● **Record set**
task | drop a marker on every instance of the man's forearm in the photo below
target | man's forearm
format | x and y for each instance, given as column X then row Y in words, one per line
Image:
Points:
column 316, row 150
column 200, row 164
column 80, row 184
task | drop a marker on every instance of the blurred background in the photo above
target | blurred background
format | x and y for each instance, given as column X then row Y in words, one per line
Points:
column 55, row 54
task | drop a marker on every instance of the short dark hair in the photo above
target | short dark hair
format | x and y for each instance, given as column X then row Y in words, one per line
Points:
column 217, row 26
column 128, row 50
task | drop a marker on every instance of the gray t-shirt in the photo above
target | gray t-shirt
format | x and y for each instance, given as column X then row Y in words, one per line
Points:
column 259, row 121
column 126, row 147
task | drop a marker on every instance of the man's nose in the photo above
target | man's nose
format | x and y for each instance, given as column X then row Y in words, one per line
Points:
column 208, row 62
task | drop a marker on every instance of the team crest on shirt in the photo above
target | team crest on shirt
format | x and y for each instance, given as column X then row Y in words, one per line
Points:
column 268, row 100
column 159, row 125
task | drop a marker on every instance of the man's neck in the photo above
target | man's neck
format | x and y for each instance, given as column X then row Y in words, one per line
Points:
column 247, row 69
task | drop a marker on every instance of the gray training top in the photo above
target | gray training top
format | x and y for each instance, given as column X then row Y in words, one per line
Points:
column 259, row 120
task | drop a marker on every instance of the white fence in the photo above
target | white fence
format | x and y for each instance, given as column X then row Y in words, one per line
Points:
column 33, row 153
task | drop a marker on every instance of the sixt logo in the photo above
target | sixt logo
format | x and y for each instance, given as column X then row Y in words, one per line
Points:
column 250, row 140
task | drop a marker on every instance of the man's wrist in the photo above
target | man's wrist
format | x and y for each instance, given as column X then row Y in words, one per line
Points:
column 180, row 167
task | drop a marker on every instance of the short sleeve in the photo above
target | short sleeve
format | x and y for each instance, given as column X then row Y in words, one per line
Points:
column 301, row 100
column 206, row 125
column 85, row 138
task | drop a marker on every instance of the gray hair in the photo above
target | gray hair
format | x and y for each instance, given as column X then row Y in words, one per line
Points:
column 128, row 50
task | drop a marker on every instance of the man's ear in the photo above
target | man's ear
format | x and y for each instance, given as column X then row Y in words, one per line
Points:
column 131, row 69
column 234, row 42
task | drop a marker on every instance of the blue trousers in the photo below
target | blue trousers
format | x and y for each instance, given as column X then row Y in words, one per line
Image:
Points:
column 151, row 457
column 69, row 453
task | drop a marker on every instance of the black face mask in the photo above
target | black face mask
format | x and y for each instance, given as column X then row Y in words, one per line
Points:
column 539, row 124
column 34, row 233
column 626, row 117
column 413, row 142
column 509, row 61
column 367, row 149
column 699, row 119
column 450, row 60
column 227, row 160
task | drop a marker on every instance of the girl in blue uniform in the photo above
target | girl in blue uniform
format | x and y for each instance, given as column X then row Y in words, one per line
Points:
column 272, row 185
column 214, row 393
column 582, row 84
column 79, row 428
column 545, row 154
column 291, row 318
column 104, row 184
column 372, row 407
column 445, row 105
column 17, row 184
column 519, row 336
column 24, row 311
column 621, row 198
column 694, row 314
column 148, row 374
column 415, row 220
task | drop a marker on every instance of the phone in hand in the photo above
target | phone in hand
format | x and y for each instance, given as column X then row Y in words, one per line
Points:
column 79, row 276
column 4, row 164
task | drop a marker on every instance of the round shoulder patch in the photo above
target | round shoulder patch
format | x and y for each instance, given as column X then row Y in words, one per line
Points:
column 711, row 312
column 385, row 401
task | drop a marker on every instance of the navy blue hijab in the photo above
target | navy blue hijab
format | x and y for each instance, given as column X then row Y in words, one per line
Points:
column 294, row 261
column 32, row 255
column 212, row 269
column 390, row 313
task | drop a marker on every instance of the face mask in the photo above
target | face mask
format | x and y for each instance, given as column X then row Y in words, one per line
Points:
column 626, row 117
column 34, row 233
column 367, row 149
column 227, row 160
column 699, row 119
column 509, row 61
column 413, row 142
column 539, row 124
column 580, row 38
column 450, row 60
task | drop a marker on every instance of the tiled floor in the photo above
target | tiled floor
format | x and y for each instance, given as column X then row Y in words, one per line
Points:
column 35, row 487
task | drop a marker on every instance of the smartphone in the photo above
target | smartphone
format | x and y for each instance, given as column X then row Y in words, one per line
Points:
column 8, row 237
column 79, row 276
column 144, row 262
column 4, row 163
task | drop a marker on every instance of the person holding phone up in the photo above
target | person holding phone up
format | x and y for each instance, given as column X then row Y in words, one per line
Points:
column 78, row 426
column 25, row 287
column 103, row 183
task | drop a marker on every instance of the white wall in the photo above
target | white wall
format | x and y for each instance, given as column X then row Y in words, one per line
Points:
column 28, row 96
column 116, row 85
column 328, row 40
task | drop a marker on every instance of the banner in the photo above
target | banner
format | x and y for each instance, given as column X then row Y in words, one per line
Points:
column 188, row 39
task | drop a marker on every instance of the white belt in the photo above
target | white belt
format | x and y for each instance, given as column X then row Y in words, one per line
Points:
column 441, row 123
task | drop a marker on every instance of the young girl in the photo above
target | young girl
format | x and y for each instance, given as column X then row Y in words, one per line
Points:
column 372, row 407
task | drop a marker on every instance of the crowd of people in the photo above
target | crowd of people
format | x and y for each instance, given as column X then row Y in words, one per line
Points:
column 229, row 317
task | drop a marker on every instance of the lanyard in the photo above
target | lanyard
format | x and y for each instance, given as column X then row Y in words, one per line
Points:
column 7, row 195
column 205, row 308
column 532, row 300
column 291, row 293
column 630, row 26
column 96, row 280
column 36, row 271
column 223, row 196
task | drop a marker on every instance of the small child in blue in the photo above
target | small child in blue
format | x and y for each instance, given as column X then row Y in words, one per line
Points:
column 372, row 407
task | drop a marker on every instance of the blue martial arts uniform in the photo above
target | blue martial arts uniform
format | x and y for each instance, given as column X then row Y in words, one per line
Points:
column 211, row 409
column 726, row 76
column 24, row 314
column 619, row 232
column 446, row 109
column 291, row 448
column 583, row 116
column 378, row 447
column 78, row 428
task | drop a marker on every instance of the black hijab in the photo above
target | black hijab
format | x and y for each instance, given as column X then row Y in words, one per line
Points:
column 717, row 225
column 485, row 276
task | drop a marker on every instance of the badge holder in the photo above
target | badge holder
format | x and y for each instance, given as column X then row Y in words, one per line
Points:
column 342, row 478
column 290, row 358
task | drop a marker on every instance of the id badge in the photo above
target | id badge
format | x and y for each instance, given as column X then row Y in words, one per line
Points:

● **Task instructions**
Write out the listing above again, swapping every "drop a marker" for "place a pin" and leaving everything else unchanged.

● **Complete answer**
task | place a pin on every instance of the man's forearm in the photo below
target | man's forearm
format | x and y for each instance, given as column X then row Y in words, one per line
Image:
Points:
column 316, row 150
column 200, row 164
column 80, row 184
task | place a pin on every instance of the blurred background in the photo above
target | blurred background
format | x and y for each instance, given as column X then row Y in words, one per line
Points:
column 55, row 54
task | place a pin on every instance of the short dark hair in the photo above
target | short dark hair
format | x and y for each instance, given as column X then row Y in words, one per line
Points:
column 217, row 26
column 128, row 50
task | place a pin on every instance of the gray t-shirt in the photo above
target | gray t-shirt
format | x and y for each instance, given as column X then row Y in words, one per line
Points:
column 259, row 121
column 126, row 147
task | place a pin on every instance of the man's nose in the photo above
target | man's nose
format | x and y for each instance, given as column X then row Y in words, one per line
Points:
column 208, row 62
task | place a pin on every instance of the team crest on shirt in the photo above
target | team crest on shirt
format | x and y for each instance, given as column X then row Y in words, one per line
Points:
column 268, row 100
column 159, row 125
task | place a pin on every instance of the man's neck in the photo above
target | man's neck
format | x and y for each instance, given as column X then row Y in words, one per line
Points:
column 247, row 69
task | place a pin on every instance of the gray training top in the photo above
target | gray training top
format | x and y for each instance, given as column X then row Y in words, one per line
Points:
column 259, row 120
task | place a pin on every instance of the white fence in the photo above
target | white fence
format | x and y for each instance, given as column X then row Y in words, one per line
Points:
column 33, row 153
task | place a pin on every instance of the sixt logo in the photo above
target | sixt logo
format | x and y for each instance, given as column X then row Y in words, one per line
Points:
column 250, row 140
task | place a pin on every instance of the man's wrist in the photo above
target | man's wrist
format | x and y for each instance, given as column X then row Y in words, one per line
Points:
column 180, row 167
task | place a pin on every instance of the short sleeve in the photo above
target | short sleeve
format | x and y for each instance, given as column X then row Y in words, one per line
Points:
column 301, row 100
column 206, row 125
column 85, row 138
task | place a pin on every instance of the gray hair in the photo above
target | gray hair
format | x and y for each instance, given as column X then row Y in words, one per line
Points:
column 128, row 50
task | place a pin on every instance of the man's ear in the photo above
target | man's ear
format | x and y for each instance, given as column X then row Y in words, one per line
Points:
column 131, row 69
column 234, row 42
task | place a pin on every instance of the blue trousers in the photo below
target | blue trousers
format | x and y for each instance, given as column X then row Y in words, one per line
Image:
Points:
column 151, row 457
column 69, row 453
task | place a pin on every instance of the black face mask in the photo above
target | black face mask
format | x and y for each instance, given as column X then row Y in words, one per line
Points:
column 539, row 124
column 34, row 233
column 626, row 117
column 413, row 142
column 509, row 61
column 367, row 149
column 699, row 119
column 450, row 60
column 227, row 160
task | place a pin on every instance of the girl in blue uniform in the photo above
target | girl in blue uniform
format | x and y for each instance, given as column X then row Y in words, one per line
Points:
column 272, row 185
column 214, row 393
column 582, row 84
column 79, row 428
column 545, row 154
column 291, row 318
column 104, row 184
column 372, row 407
column 445, row 105
column 17, row 184
column 519, row 336
column 24, row 311
column 621, row 198
column 694, row 314
column 148, row 374
column 415, row 220
task | place a pin on every instance of the phone in hand in the photo above
target | phone in hand
format | x and y for each instance, given as column X then row Y in words, one per line
Points:
column 79, row 276
column 4, row 164
task | place a pin on every instance of the round shoulder patch in the photo above
target | round shoulder patch
format | x and y for each instance, given as column X then row Y in words, one per line
Points:
column 711, row 312
column 385, row 401
task | place a pin on every instance of the navy blue hijab in the photo above
target | navy blue hijab
format | x and y for each instance, given as column X then row Y in words, one per line
Points:
column 294, row 261
column 32, row 255
column 212, row 269
column 390, row 313
task | place a pin on every instance of the face mask in the photo above
target | face mask
format | x and y for each instance, given as column X then row Y in words, one per line
Points:
column 626, row 117
column 34, row 233
column 367, row 149
column 227, row 160
column 699, row 119
column 509, row 61
column 413, row 142
column 539, row 124
column 580, row 38
column 450, row 60
task | place a pin on every instance of the tiled floor in the photo above
target | tiled floor
format | x and y for each instance, given as column X then row Y in words, one per line
Points:
column 35, row 487
task | place a pin on every instance of the smartphone in the photo above
target | smartphone
format | x and y for each instance, given as column X then row Y in words, one per line
Points:
column 8, row 237
column 79, row 276
column 144, row 262
column 4, row 163
task | place a pin on every instance of the person holding phone up in the photo above
target | person holding phone up
format | x and y for each instance, given as column X then row Y in words, one per line
Points:
column 78, row 426
column 25, row 287
column 103, row 183
task | place a pin on every instance of the white wall in the photo above
target | white wall
format | x and y for each instance, given as column X then row Y in words, one per line
Points:
column 28, row 96
column 116, row 85
column 328, row 40
task | place a pin on every instance of the banner in the photo above
target | banner
format | x and y for each instance, given as column X then row Y in words, one per line
Points:
column 188, row 39
task | place a pin on every instance of the white belt in the photo above
target | white belt
format | x and y for each instance, given as column X then row Y in words, one per line
Points:
column 441, row 123
task | place a pin on every instance of the young girl in the photo above
target | young girl
format | x and y for each instance, given as column X then row Y in words, one per line
Points:
column 372, row 407
task | place a pin on every instance of the crowd of people in the photo above
target | crowd of people
format | x and y for each instance, given as column X then row Y in words, one per line
Points:
column 229, row 317
task | place a pin on every instance of the lanyard in the photo above
target | lanyard
format | x and y for each instance, given as column X then row Y in words, one per line
Points:
column 7, row 195
column 205, row 308
column 532, row 300
column 291, row 293
column 630, row 26
column 96, row 280
column 36, row 271
column 223, row 196
task | place a pin on every instance of the small child in blue in the photo above
target | small child in blue
format | x and y for each instance, given as column X then row Y in words, one per line
Points:
column 372, row 407
task | place a pin on every instance of the blue martial arts uniform in the photo above
target | blue martial arts uniform
format | x and y for each instance, given as column X then row Y in words, one per line
Points:
column 211, row 409
column 726, row 76
column 24, row 314
column 619, row 232
column 446, row 109
column 291, row 448
column 583, row 116
column 378, row 447
column 78, row 428
task | place a pin on every instance of the black hijab in the photo above
target | black hijab
format | x and y for each instance, given as column X then row Y in words, one per line
Points:
column 717, row 225
column 485, row 276
task | place a pin on every instance of the badge holder in the photo above
target | badge holder
format | x and y for each instance, given as column X then row Y in words, one per line
Points:
column 342, row 478
column 290, row 358
task | place a pin on every instance of the id badge in the photo above
target | id badge
format | x and y for each instance, given as column X then row Y in words, one per line
Points:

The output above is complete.